(Some records)
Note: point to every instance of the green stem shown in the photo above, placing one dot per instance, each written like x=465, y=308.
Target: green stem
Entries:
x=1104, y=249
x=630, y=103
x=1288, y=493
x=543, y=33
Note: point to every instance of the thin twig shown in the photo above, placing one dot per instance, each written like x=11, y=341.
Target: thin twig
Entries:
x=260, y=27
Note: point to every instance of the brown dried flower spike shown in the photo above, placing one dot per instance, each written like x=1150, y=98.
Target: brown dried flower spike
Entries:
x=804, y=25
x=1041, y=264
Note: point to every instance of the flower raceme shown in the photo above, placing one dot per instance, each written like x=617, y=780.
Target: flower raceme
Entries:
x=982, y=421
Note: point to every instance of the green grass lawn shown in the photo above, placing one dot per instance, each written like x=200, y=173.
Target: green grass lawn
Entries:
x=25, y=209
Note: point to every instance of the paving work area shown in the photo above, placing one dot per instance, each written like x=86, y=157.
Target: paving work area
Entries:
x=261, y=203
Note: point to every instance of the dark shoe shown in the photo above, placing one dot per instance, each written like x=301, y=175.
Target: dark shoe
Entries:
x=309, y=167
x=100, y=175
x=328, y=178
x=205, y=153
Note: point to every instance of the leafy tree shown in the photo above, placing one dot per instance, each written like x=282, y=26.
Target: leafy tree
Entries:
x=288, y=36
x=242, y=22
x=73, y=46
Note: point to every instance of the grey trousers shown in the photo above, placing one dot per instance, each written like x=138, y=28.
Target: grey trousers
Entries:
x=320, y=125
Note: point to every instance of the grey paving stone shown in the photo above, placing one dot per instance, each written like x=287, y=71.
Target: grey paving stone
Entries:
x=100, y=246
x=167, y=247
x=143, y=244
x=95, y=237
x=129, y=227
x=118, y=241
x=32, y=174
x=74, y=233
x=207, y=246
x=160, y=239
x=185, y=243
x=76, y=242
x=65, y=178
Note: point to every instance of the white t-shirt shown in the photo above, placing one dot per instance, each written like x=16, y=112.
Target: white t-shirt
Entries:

Written instruction |
Copy out every line of the material above, changing nothing.

Written reply |
Note: point to every instance of the green stem shown in the photo above, placing one dot per instance, each written like x=465, y=308.
Target: green stem
Entries:
x=1104, y=249
x=630, y=103
x=1288, y=493
x=543, y=33
Note: point to every instance of the thin twig shown in the photo above, placing one dot per instance, each written like x=11, y=341.
Target: thin twig
Entries:
x=260, y=27
Note: point to every instance of the brown dried flower spike shown in the photo above, placing one dot per instance, each written like x=1150, y=98.
Target: brown dried flower spike
Entries:
x=804, y=25
x=1041, y=264
Note: point to every instance of the flower raceme shown in the photo above, placing one dot per instance, each written like x=617, y=780.
Target: flower raceme
Entries:
x=982, y=421
Note: point to every instance of the green grass lawn shown in the photo above, placing one dot per instance, each written like x=200, y=173.
Target: green grass lawn
Entries:
x=25, y=209
Note: point to every instance of the paving work area shown in the photo above, placing one dot per instance, each written like x=86, y=157.
Target: paving work area
Entries:
x=261, y=203
Note: point to every instance of the dark shoe shown in the photo above, placing one dot per instance, each written like x=301, y=175.
Target: dark shoe
Entries:
x=309, y=167
x=100, y=175
x=328, y=178
x=205, y=153
Note: point to every instance of the leafy tree shown in the photo above, placing one dot per instance, each written like x=282, y=26.
Target: leafy tree
Entries:
x=288, y=36
x=242, y=22
x=73, y=46
Note: point to every instance of the grey trousers shown in the photo above, placing one dot per instance, each written like x=138, y=28.
Target: grey trousers
Entries:
x=320, y=125
Note: point to every instance of the grey paving stone shown in the photo above, placing one dot per instance, each written like x=287, y=71.
Target: grey paving stone
Entries:
x=100, y=246
x=167, y=247
x=143, y=244
x=95, y=237
x=129, y=227
x=118, y=241
x=32, y=174
x=74, y=233
x=207, y=246
x=160, y=239
x=185, y=243
x=76, y=242
x=65, y=178
Note: point to every instance of the white t-shirt shown in the photo above, placing one dot per instance, each written like x=16, y=112.
Target: white t-shirt
Entries:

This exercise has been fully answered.